*Source passage*
## start

Steffen said he wouldn’t be a Fulbright Specialist if it weren’t for the help of Bill Hunter, director of fellowship advising and UN programs, who “pestered” him to apply for the award.

Part of Hunter’s job is to identify and recruit students and faculty to apply for nationally competitive scholarships and fellowships. Hunter helps review individuals’ applications and offers comments and suggestions to help strengthen the application. Four students won these prestigious awards last year, and 10 are applying this year. All 13 faculty members who applied to Fulbright through Hunter’s office have won.

Hunter said applying to Fulbright hasn’t always been part of Lehigh’s culture, but he hopes that once faculty see their peers winning, they will be encouraged to apply as well.

Dr. Israel Wachs, professor of chemical and biomolecular engineering, was awarded his second Fulbright Faculty Research award in January of this year to do research in Israel. His first Fulbright award was in 2005, when he taught a short course at several universities in Argentina.

## end

*Request A*
Print the lines of the listing from the line containing "Thank you for the photograph above. Please mark the cooktop" through the end of the listing, inclusive, reproducing each one verbatim.

Stored records:
## start

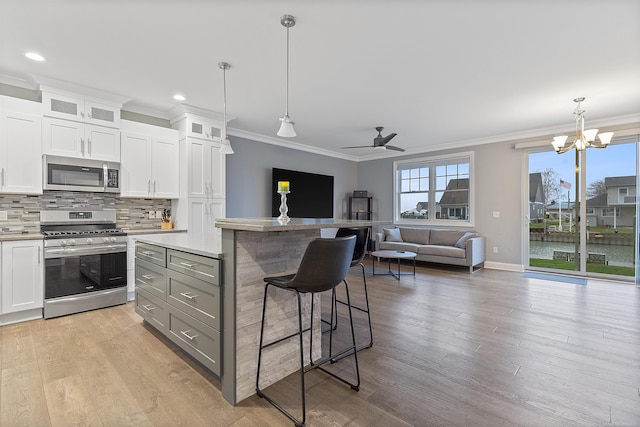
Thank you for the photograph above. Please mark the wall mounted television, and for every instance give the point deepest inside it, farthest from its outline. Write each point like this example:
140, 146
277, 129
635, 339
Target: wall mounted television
311, 194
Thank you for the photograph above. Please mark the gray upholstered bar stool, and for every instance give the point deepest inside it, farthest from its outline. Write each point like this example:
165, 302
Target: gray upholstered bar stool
324, 266
359, 251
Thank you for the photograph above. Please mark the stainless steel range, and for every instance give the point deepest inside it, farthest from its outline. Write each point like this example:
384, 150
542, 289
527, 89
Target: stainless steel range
85, 261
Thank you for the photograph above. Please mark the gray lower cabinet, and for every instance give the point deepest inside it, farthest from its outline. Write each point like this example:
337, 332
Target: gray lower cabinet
179, 294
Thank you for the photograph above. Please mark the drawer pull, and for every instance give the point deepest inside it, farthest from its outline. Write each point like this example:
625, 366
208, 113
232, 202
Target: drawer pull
186, 335
188, 295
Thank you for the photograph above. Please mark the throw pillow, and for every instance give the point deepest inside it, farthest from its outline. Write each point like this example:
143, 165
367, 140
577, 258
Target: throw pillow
462, 241
392, 235
443, 237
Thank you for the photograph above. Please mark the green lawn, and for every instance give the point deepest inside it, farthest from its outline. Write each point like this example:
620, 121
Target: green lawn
591, 268
601, 230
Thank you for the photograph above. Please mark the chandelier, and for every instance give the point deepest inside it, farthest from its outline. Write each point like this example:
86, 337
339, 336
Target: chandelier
584, 138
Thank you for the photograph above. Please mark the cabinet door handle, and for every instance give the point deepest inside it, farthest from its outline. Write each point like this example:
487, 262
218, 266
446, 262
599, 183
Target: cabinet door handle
186, 334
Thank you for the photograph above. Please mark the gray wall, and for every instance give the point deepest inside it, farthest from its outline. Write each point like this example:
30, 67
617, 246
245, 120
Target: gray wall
498, 176
249, 176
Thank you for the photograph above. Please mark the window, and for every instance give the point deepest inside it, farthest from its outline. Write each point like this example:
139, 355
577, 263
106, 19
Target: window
610, 212
433, 190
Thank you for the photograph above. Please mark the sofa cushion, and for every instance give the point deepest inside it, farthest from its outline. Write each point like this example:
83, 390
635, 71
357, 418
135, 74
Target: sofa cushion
445, 237
436, 250
399, 246
462, 241
415, 235
392, 235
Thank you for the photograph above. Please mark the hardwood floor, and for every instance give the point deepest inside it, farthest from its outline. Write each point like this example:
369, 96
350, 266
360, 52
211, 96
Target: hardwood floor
488, 349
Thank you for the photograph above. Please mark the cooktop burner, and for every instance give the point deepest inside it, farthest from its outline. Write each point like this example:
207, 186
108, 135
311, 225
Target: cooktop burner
68, 233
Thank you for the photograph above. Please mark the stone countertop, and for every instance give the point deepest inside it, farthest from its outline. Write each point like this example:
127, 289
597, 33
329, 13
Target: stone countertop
294, 224
186, 242
11, 237
136, 231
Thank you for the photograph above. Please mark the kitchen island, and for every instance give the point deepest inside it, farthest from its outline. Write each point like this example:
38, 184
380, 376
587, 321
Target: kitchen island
254, 248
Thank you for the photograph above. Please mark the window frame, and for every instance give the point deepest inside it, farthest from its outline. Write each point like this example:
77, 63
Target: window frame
432, 162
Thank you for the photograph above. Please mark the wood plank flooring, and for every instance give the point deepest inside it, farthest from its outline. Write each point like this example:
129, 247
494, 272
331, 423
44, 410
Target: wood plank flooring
450, 349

## end

*Request B*
Output the passage on Fulbright awards verbatim, from "Hunter said applying" through "apply as well.", inclusive.

*Answer A*
Thank you for the photograph above. Please mark the cooktop burner, and for every instance give the point deepest inside it, farthest from its outline. Write each point like this example:
207, 186
108, 135
311, 225
Target: cooktop burner
68, 233
Thank you for the photograph above. Please mark the stone countertop, and for every instance give the point deepest inside it, farthest from its outline. Write each point like this example:
127, 289
597, 33
329, 13
Target: stone countertop
294, 224
186, 242
11, 237
136, 231
Thank you for the photograph above. Please mark the kitchen island, and for every instance give the point deepest inside it, farthest from its outline. Write each point like this example:
38, 184
380, 376
587, 321
Target: kitchen island
254, 248
Thank you for the photograph above. Please mark the window frame, and for every instance give the point deepest inside it, farthest from its outline. Write each point like this example:
77, 63
Target: window frame
432, 162
Thank you for the photograph above. Please mark the wood plank flooring, and for every instance give the point deepest inside it, farthest from its outline. Write each point like this example:
129, 247
494, 272
331, 423
44, 410
Target: wood plank flooring
450, 349

*Answer B*
Hunter said applying to Fulbright hasn’t always been part of Lehigh’s culture, but he hopes that once faculty see their peers winning, they will be encouraged to apply as well.